» Supplied passage
--- Begin ---
There is good research on seating arrangements (how and where you arrange your desks, as opposed to who is actually sitting in those places).

Unsurprisingly, it has found that off-task behaviour is reduced if children sit in rows when working independently (I emphasise this point as it is often lost in Twitter spats on the topic) in order to make inappropriate interactions between peers more inconvenient and more readily apparent to teachers. 

Wannarka and Ruhl (2008) conclude: “There is no single classroom seating arrangement that promotes positive behavioural and academic outcomes for all tasks, because the available research clearly indicates that the nature of the task should dictate the arrangement.” 

Think of drama, PE and early years colleagues, for example - along with those of us who teach in science labs with hexagonal tables fixed to the floor because of gas and water supplies.  

Who, where and how

This research is informative, but it seems to me self-evident that who is sitting where and who they are sitting near and next to is at least as important as where those seats are - and probably more so. This is why seating plans are a good idea.

Schools seem to operate in one of three ways: 

  1. There is no school policy and teachers are free to decide.
  2. The school policy is that all teachers will have seating plans, but the teacher retains autonomy over the details.
  3. The school has a rule on how children will be seated. 

For the record, I prefer the middle option. The third one is rare, but two colleagues I know run schools with strict policies: in one, children sit alphabetically; and in the other, they sit alphabetically but also boy/girl.
--- End ---
» Dataset excerpts
--- Begin ---
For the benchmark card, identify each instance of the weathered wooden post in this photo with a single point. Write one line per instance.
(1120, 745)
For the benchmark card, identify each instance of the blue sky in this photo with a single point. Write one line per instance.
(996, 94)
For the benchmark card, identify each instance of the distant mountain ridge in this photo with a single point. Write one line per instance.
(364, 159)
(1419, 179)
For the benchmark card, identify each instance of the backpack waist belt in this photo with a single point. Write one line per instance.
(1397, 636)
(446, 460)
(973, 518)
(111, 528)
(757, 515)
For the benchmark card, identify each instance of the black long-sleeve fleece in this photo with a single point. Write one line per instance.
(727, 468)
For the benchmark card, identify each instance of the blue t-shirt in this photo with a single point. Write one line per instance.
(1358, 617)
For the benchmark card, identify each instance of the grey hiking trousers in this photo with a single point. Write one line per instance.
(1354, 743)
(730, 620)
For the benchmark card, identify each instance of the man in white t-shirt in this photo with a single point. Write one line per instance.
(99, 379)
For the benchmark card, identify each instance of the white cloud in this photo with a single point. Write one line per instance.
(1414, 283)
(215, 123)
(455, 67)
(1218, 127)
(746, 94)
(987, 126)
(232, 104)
--- End ---
» What you will do
A - Please repeat the part of the seating passage word for word, starting with "This research is" and going on through "but also boy/girl.".
B - Answer these questions from the seating passage:
(i) When does sitting in rows reduce off-task behavior?
(ii) Which of the three ways schools operate does the writer prefer?
(iii) Besides alphabetically, how do children sit in the second school with a strict policy?

» Final answers
A -
This research is informative, but it seems to me self-evident that who is sitting where and who they are sitting near and next to is at least as important as where those seats are - and probably more so. This is why seating plans are a good idea.

Schools seem to operate in one of three ways: 

  1. There is no school policy and teachers are free to decide.
  2. The school policy is that all teachers will have seating plans, but the teacher retains autonomy over the details.
  3. The school has a rule on how children will be seated. 

For the record, I prefer the middle option. The third one is rare, but two colleagues I know run schools with strict policies: in one, children sit alphabetically; and in the other, they sit alphabetically but also boy/girl.

B -
(i) When children are working independently.
(ii) The middle option: all teachers have seating plans, but each teacher keeps autonomy over the details.
(iii) Boy/girl.